(Stored items)
▬▬▬
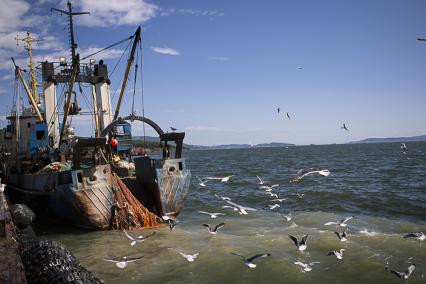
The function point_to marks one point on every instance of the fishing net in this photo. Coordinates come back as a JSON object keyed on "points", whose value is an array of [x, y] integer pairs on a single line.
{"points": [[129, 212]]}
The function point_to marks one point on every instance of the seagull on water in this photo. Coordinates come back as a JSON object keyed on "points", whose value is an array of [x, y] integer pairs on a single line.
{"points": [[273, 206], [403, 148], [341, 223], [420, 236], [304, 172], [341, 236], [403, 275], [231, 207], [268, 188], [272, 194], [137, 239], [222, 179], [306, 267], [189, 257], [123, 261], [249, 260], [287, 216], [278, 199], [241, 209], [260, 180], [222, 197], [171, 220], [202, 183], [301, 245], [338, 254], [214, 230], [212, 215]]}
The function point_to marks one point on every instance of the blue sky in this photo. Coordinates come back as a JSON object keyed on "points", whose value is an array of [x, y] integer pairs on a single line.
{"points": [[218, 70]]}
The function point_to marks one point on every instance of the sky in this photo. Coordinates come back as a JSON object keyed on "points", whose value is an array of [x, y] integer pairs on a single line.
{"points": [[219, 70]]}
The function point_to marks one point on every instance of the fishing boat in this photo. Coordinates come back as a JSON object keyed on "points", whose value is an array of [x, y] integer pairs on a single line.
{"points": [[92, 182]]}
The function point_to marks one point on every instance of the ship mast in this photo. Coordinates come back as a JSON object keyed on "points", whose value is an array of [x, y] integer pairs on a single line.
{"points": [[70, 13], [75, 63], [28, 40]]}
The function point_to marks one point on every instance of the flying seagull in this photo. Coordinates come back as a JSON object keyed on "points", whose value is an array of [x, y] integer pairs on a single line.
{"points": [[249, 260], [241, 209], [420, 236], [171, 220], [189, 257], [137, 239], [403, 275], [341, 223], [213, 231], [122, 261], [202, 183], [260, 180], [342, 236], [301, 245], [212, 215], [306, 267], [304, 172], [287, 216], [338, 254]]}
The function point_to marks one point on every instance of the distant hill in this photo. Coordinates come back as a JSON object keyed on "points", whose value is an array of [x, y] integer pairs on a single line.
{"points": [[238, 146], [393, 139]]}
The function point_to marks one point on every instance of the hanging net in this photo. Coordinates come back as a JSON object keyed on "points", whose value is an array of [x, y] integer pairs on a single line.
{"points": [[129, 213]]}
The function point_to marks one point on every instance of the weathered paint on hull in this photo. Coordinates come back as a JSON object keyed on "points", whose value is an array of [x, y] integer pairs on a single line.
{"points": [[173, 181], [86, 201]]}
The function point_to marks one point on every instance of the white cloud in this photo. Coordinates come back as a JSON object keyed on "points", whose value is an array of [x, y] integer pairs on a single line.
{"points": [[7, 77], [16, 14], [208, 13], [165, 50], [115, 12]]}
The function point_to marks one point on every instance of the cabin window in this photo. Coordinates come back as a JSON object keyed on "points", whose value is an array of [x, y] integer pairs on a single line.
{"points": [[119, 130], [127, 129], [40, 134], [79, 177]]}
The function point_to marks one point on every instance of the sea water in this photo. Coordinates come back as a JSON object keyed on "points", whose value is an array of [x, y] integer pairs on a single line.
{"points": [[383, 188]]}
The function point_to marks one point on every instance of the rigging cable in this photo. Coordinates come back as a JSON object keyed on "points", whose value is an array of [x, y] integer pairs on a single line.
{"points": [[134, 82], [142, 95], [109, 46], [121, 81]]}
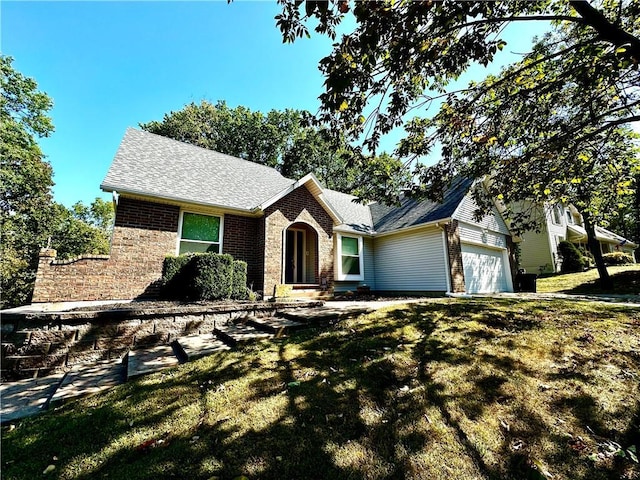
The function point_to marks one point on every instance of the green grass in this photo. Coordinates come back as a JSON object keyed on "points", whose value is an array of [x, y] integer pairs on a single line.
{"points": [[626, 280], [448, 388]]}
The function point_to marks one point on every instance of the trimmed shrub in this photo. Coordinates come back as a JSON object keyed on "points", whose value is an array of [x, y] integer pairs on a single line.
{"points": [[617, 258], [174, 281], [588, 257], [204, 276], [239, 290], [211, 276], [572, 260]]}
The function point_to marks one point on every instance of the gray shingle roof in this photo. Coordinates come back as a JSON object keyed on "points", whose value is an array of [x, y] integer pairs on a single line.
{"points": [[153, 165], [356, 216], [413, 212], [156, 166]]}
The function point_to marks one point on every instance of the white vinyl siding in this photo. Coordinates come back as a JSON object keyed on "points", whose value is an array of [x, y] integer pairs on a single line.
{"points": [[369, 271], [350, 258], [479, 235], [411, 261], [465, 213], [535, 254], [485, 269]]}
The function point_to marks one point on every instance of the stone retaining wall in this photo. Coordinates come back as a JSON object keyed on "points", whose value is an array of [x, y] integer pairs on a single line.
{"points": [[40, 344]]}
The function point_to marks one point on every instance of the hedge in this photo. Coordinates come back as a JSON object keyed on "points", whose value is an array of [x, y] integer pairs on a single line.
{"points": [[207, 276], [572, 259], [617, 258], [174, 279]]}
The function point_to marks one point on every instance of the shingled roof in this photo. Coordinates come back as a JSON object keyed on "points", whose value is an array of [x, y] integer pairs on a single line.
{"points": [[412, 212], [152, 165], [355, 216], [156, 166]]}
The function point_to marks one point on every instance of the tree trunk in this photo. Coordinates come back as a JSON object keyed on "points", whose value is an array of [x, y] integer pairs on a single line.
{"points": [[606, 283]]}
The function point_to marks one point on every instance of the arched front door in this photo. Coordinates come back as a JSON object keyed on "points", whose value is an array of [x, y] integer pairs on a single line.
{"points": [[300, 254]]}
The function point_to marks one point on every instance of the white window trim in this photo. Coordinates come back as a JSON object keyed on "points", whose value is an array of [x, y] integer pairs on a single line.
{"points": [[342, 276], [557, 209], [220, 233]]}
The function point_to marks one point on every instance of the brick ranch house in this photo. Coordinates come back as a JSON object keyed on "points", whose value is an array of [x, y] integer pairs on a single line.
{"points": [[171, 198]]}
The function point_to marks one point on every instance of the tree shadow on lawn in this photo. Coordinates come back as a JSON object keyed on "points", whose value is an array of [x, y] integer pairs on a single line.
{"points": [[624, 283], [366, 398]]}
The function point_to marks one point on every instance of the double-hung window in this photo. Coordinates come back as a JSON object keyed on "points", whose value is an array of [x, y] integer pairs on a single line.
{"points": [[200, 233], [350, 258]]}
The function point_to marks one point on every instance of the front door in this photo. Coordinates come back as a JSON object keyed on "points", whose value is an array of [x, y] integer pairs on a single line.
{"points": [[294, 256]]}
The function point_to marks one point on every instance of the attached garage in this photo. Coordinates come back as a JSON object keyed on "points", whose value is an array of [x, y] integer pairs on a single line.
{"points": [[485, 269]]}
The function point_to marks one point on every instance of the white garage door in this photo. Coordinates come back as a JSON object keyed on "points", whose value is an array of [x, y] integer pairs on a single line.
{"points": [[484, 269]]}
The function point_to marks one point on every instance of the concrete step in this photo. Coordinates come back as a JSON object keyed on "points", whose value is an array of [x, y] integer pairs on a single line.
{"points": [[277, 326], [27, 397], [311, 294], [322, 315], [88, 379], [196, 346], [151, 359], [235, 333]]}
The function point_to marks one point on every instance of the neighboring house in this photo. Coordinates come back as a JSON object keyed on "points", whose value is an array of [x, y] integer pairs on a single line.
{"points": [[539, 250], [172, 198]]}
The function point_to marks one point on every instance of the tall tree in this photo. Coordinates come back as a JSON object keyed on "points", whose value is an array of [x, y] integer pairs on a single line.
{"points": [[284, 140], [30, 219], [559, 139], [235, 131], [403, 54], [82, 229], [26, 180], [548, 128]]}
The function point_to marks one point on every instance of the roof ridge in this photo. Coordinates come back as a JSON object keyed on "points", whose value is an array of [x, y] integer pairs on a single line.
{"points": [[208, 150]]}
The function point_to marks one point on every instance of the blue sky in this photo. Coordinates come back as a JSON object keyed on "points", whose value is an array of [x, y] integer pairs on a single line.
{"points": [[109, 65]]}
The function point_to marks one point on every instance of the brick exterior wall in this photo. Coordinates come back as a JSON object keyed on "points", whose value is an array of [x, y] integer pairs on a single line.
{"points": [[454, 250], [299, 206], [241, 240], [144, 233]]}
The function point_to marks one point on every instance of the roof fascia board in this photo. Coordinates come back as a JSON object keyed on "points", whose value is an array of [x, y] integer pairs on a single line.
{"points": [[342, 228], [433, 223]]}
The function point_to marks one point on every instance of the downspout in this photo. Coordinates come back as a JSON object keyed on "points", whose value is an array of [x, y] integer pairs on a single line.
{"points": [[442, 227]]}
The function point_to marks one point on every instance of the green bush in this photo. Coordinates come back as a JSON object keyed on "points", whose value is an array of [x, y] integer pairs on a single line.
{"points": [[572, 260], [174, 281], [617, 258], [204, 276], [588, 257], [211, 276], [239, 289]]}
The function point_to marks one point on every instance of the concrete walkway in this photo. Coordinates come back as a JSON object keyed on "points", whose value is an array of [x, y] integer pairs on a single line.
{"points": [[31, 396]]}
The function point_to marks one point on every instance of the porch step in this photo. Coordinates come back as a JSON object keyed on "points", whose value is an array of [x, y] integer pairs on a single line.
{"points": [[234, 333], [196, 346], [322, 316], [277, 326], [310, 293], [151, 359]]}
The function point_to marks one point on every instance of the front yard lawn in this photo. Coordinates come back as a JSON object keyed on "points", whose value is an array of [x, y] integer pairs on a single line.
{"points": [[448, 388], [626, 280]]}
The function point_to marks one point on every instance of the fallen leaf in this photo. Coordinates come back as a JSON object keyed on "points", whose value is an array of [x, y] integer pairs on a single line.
▬▬▬
• WORK REQUIRED:
Print the lines of the items again word for word, beginning with the line that contains "of the porch" and continuing through the last line of the items.

• ANSWER BELOW:
The function point_to marks one point on every instance of the porch step in this photo. Coordinates come back as a JSON object keyed on "points", whose value is an array of [x, y] integer pairs on a single line.
{"points": [[234, 333], [196, 346], [322, 316], [277, 326], [310, 293], [151, 359]]}
The function point_to marks one point on every instance of the front yard lawn in this photo. Coordinates come back as a JSON object keyed on "points", whose value is an array of [x, y] integer pairs on a single line.
{"points": [[448, 388], [626, 280]]}
The function point_to marks one point on every instance of the fallen leaf in this photo. Coordinates come back as a JSON object keyed on "points", whose value is an array of [x, y] integer pairs on a single line.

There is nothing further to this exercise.